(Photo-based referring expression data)

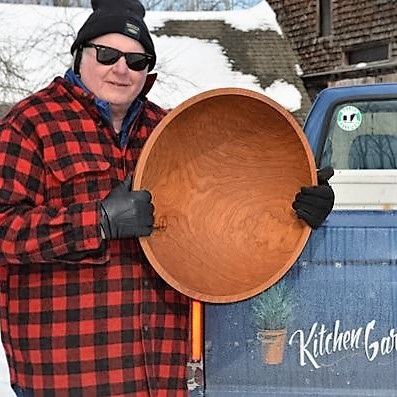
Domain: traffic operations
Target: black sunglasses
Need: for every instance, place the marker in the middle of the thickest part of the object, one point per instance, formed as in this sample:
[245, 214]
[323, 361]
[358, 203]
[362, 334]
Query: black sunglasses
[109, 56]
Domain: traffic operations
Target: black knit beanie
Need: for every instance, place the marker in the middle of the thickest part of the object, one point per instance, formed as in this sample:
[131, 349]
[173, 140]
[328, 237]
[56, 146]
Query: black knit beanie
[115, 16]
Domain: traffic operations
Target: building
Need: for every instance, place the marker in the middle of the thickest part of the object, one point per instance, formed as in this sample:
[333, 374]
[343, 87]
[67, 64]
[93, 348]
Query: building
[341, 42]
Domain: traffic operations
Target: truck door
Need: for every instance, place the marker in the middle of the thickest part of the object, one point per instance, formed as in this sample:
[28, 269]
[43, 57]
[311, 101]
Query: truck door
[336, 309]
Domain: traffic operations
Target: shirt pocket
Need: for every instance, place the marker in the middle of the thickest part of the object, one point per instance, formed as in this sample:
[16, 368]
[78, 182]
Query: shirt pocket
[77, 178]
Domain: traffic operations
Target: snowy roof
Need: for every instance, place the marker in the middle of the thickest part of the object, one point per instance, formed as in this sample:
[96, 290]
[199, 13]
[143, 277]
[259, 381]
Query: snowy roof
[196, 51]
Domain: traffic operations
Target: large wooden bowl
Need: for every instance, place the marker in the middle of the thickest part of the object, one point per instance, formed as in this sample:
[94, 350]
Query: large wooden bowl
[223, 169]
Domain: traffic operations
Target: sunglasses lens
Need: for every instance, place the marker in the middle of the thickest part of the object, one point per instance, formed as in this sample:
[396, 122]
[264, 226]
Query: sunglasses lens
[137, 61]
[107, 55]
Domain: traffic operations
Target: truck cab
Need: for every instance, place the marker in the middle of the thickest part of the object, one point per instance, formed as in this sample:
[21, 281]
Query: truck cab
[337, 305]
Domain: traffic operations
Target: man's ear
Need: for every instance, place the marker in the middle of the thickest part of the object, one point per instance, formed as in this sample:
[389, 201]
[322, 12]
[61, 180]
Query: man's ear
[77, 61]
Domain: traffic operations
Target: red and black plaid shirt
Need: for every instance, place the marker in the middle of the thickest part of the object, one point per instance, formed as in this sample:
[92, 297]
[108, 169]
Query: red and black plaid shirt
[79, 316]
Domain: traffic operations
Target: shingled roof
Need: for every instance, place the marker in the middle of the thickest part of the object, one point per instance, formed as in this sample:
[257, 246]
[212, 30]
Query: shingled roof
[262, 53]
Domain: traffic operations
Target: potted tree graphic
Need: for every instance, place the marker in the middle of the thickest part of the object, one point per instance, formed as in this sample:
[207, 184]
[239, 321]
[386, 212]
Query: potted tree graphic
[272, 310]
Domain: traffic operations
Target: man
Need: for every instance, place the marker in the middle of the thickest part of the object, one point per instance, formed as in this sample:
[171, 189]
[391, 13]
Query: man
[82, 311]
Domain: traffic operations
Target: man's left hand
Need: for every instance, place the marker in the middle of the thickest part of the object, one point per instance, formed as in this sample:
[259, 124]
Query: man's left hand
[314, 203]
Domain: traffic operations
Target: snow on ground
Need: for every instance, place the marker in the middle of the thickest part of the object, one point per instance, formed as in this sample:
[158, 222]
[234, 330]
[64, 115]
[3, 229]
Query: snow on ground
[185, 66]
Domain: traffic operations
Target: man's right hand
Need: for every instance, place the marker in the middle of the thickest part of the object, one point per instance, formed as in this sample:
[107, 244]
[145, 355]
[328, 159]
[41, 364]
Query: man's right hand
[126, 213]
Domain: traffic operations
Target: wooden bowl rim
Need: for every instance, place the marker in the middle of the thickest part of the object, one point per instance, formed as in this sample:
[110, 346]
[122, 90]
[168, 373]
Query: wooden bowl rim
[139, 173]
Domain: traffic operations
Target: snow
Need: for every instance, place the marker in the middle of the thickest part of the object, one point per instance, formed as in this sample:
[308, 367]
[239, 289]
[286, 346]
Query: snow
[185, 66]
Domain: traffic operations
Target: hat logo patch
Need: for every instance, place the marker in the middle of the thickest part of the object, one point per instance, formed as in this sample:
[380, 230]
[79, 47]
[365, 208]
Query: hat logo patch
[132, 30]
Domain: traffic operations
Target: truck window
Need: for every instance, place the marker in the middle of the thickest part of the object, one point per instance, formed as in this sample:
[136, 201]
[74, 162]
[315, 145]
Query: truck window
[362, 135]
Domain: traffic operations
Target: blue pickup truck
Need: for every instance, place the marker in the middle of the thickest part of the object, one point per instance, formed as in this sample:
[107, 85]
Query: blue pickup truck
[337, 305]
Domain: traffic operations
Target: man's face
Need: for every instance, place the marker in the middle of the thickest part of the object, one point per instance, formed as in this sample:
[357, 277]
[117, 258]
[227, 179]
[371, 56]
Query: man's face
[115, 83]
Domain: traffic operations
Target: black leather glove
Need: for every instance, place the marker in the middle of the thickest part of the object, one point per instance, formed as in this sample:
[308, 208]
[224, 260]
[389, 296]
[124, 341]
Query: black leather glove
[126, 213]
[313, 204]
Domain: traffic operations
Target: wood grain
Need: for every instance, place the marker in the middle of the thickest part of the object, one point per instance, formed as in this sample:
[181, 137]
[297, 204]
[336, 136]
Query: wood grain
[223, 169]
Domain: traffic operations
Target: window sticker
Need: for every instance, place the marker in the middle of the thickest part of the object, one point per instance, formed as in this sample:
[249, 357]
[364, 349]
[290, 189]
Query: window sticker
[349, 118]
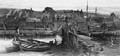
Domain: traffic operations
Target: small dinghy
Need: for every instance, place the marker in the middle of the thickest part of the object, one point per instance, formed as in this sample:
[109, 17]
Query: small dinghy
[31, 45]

--

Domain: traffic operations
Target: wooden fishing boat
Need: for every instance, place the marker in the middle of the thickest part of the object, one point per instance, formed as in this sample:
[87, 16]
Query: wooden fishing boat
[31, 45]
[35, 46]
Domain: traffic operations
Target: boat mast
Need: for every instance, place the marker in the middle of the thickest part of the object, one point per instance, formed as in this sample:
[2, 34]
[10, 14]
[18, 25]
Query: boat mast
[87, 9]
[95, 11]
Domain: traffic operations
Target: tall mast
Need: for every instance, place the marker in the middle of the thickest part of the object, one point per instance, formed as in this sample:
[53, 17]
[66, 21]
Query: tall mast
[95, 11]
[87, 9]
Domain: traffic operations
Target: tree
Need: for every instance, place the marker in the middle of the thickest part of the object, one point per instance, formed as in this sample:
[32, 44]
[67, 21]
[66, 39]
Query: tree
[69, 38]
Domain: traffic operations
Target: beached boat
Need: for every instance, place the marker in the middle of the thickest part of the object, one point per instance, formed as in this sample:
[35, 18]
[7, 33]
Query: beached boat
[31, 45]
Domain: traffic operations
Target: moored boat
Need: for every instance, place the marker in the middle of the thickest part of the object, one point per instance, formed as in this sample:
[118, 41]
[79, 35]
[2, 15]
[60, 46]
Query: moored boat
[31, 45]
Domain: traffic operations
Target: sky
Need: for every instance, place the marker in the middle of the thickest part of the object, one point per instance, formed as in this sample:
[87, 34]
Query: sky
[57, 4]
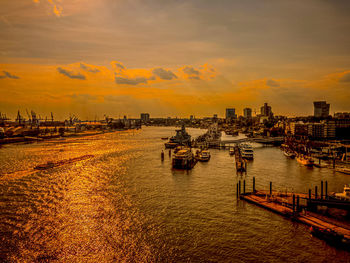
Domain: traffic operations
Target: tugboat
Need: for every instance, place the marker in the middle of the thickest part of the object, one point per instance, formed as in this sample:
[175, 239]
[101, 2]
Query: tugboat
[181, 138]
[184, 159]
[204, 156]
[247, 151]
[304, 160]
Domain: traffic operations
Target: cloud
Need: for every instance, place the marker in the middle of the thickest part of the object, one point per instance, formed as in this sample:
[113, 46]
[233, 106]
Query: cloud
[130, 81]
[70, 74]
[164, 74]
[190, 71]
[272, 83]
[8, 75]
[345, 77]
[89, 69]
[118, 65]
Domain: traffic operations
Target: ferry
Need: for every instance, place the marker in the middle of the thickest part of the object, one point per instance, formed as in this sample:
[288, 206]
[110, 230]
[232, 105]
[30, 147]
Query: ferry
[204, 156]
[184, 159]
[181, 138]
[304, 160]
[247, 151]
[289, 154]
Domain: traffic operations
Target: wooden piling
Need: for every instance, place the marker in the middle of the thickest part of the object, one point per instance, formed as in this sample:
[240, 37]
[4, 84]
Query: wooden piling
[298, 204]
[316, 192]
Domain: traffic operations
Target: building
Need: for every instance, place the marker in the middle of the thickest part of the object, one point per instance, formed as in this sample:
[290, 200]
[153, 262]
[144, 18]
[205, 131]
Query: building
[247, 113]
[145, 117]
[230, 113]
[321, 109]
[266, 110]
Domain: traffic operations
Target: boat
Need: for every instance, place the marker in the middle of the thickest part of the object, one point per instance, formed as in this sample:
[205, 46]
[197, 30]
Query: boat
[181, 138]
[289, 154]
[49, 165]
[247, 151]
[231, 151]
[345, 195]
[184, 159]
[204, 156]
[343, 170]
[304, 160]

» **Your goal**: Your answer should consist of the lines from the line with "Target: shingled roof" to the line with "Target: potted tree graphic" above, repeated exactly, both ends included.

» **Exercise output**:
Target: shingled roof
Need: for every instance, place the marker in the middle of the thickest part of the object, one point per instance, formed as in this sample:
[257, 246]
[212, 30]
Query: shingled roof
[262, 53]
Domain: traffic operations
Target: potted tree graphic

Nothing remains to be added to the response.